→ Records for the exercise:
— begin —
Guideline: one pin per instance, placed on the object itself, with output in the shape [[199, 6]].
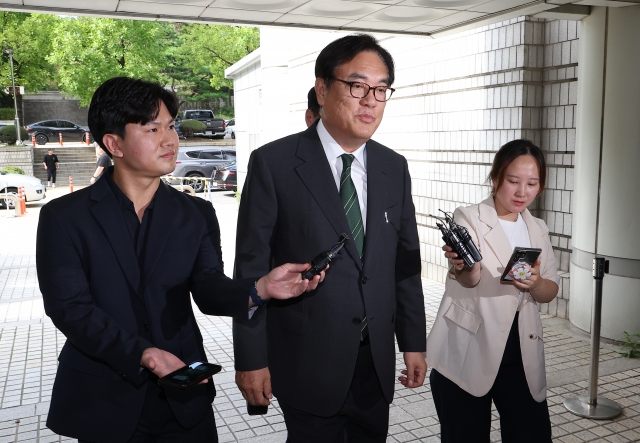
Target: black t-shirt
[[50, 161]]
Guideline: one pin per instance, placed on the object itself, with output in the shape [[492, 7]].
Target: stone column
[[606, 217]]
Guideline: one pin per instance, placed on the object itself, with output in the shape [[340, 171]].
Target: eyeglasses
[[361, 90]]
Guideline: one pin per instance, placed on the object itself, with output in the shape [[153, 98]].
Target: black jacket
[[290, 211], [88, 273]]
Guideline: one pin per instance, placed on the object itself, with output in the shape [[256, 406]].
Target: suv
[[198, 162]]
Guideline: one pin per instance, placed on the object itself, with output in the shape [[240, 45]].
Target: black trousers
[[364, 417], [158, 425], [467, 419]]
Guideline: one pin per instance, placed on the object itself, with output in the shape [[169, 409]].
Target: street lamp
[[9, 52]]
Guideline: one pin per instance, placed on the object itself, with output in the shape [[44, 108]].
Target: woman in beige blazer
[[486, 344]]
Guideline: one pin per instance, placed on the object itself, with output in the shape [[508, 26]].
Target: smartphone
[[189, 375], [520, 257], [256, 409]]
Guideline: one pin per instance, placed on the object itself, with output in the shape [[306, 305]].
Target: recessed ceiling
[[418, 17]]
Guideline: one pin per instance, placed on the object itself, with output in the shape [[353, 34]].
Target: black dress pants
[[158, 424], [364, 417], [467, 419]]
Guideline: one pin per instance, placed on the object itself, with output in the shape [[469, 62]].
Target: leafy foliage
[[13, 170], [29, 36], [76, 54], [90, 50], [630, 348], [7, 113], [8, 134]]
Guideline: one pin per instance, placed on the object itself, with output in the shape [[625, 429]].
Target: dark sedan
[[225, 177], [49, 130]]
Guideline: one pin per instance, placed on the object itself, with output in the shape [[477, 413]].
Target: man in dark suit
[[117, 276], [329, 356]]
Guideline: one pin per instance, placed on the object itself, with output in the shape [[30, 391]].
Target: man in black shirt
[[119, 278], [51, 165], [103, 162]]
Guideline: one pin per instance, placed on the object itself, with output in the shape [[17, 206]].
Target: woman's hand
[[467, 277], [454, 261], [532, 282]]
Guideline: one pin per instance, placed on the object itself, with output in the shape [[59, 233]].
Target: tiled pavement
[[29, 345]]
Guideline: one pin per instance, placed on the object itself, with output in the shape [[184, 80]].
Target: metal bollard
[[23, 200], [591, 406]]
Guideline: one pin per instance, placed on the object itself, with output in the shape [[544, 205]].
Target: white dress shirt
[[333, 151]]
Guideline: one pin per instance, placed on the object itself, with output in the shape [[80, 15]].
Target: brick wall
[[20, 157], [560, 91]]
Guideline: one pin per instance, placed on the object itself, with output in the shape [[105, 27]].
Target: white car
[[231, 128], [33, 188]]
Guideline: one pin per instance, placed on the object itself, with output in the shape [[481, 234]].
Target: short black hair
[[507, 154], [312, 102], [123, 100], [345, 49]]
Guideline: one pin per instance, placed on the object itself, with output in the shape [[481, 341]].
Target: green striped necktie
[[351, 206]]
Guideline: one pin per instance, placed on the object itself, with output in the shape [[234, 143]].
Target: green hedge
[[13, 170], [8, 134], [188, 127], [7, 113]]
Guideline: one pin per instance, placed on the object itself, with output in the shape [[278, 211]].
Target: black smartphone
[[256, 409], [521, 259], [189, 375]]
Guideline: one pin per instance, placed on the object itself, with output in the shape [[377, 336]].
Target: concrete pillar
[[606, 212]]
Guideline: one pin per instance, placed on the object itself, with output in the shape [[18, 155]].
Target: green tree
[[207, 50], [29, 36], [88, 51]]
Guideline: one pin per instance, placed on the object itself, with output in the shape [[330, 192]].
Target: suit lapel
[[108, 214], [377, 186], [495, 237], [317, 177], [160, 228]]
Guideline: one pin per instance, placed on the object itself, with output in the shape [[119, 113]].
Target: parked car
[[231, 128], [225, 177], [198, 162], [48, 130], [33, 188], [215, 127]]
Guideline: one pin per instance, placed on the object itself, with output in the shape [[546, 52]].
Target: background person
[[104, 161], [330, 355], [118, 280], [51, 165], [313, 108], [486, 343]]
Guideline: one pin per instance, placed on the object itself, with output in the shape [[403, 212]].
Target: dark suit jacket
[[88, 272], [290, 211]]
— end —
→ Directive: Render every one of the records above as a JSON array of strings, one string for each line, omitting blank lines and leaving out the pictures.

→ Solution to this problem:
[
  "Guideline: one pin per instance, placed on the object itself, with output in the shape [[199, 6]].",
  "Target: black t-shirt",
  "[[50, 161]]",
  "Guideline: one pin per instance, placed on the object itself, with output in the shape [[492, 7]].",
  "Target: stone column",
  "[[606, 217]]",
  "Guideline: one pin per instance, placed on the object itself, with output in the shape [[340, 171]].",
  "Target: eyeglasses",
  "[[361, 90]]",
  "Guideline: one pin per instance, placed on the object itself, with output in the shape [[153, 98]].",
  "Target: black jacket",
  "[[290, 211], [88, 273]]",
  "Guideline: one pin per instance, placed on the object itself, with output in the shape [[256, 406]].",
  "Target: suv",
  "[[198, 162]]",
  "Guideline: one pin per instance, placed on the object itself, with output in the shape [[240, 45]].",
  "Target: black trousers",
  "[[364, 417], [158, 425], [467, 419]]",
  "Guideline: one pin per instance, placed on the object itself, with output in the shape [[169, 409]].",
  "Target: street lamp",
  "[[9, 52]]",
  "Guideline: one pin per instance, placed on the object itself, with output in the shape [[44, 108]].",
  "Target: woman in beige blazer",
  "[[486, 344]]",
  "Guideline: one pin per instance, placed on the object itself, with output in the shape [[508, 26]].",
  "Target: smartphone",
  "[[189, 375], [520, 257], [256, 409]]",
  "Guideline: one pin per instance, placed on the object itself, with output in the shape [[306, 305]].",
  "Target: recessed ceiling",
  "[[418, 17]]",
  "Guideline: one pin per instance, placed on the object itself, with output in the shape [[353, 34]].",
  "Target: black dress pants",
  "[[158, 424], [364, 417], [467, 419]]",
  "Guideline: one pin per instance, placed on the object itself, with output in the shape [[469, 62]].",
  "Target: leafy foliage",
  "[[13, 170], [29, 36], [76, 54], [90, 50], [630, 348], [7, 113], [8, 134]]",
  "Guideline: one pin per instance, placed on the object itself, with output in the shape [[625, 429]].",
  "Target: dark sedan",
  "[[225, 177], [49, 130]]",
  "Guideline: one pin per instance, placed on the object itself, with output in the shape [[477, 413]].",
  "Target: man in dark suit",
  "[[117, 276], [329, 356]]",
  "Guideline: one pin per instance, placed on the object itself, with output in the shape [[30, 391]].",
  "Target: man in black shirt",
  "[[119, 278], [51, 165], [103, 162]]",
  "Guideline: one pin per instance, placed on the object itself, with output in the shape [[17, 206]].",
  "Target: woman's hand",
  "[[467, 277], [454, 261], [532, 282]]",
  "Guideline: one pin per instance, placed on the object itself, with output in the shape [[59, 233]].",
  "Target: tiled pavement",
  "[[29, 345]]",
  "Guideline: one pin per instance, placed on the object itself, with output in the shape [[184, 80]].",
  "Target: metal bollard",
  "[[23, 200], [591, 406]]",
  "Guideline: one pin per instance, placed on the object itself, with output in the shape [[544, 205]].",
  "Target: white dress shirt",
  "[[333, 151]]",
  "Guideline: one pin per instance, placed on the object itself, with output in the shape [[80, 15]].",
  "Target: brick wall",
  "[[20, 157], [560, 91]]",
  "Guideline: one pin per instance, placed on the object itself, with output in the shape [[105, 27]].",
  "Target: white car",
  "[[231, 128], [33, 188]]",
  "Guideline: one pin per instance, placed on the object itself, with output in the shape [[481, 234]].",
  "Target: short black hair",
  "[[507, 154], [312, 102], [123, 100], [345, 49]]",
  "Guideline: one pin per instance, placed on the object itself, with output in the shape [[481, 341]].",
  "Target: green striped necktie",
  "[[351, 206]]",
  "Guideline: one pin per instance, placed on the object itself, with output in the shape [[234, 143]].",
  "Target: green hedge",
  "[[13, 170], [8, 134], [188, 127], [7, 113]]",
  "Guideline: one pin per instance, placed on the object itself, with output in the shape [[278, 211]].",
  "Target: black smartphone",
  "[[256, 409], [521, 259], [189, 375]]",
  "Guideline: one pin per instance, placed on the object itself, with output in the shape [[377, 336]].",
  "Target: concrete pillar",
  "[[606, 212]]",
  "Guideline: one pin per instance, placed on the object itself, with output in the shape [[18, 155]].",
  "Target: green tree",
  "[[207, 50], [29, 36], [88, 51]]",
  "Guideline: one pin per instance, placed on the object itself, with output in the shape [[330, 192]].",
  "Target: suit lapel",
  "[[108, 214], [377, 186], [495, 237], [317, 177], [160, 228]]",
  "Guideline: one pin per instance, placed on the object itself, with output in the shape [[119, 113]].",
  "Target: parked car",
  "[[231, 128], [225, 177], [198, 162], [48, 130], [33, 188], [215, 127]]",
  "Guideline: one pin per instance, placed on the object itself, with output in the shape [[546, 52]].",
  "Target: background person",
  "[[104, 161], [330, 355], [118, 280], [51, 165], [313, 108], [486, 343]]",
  "Guideline: one pin per instance, placed on the object itself, with output in the shape [[403, 212]].",
  "Target: dark suit jacket",
  "[[88, 272], [290, 211]]"
]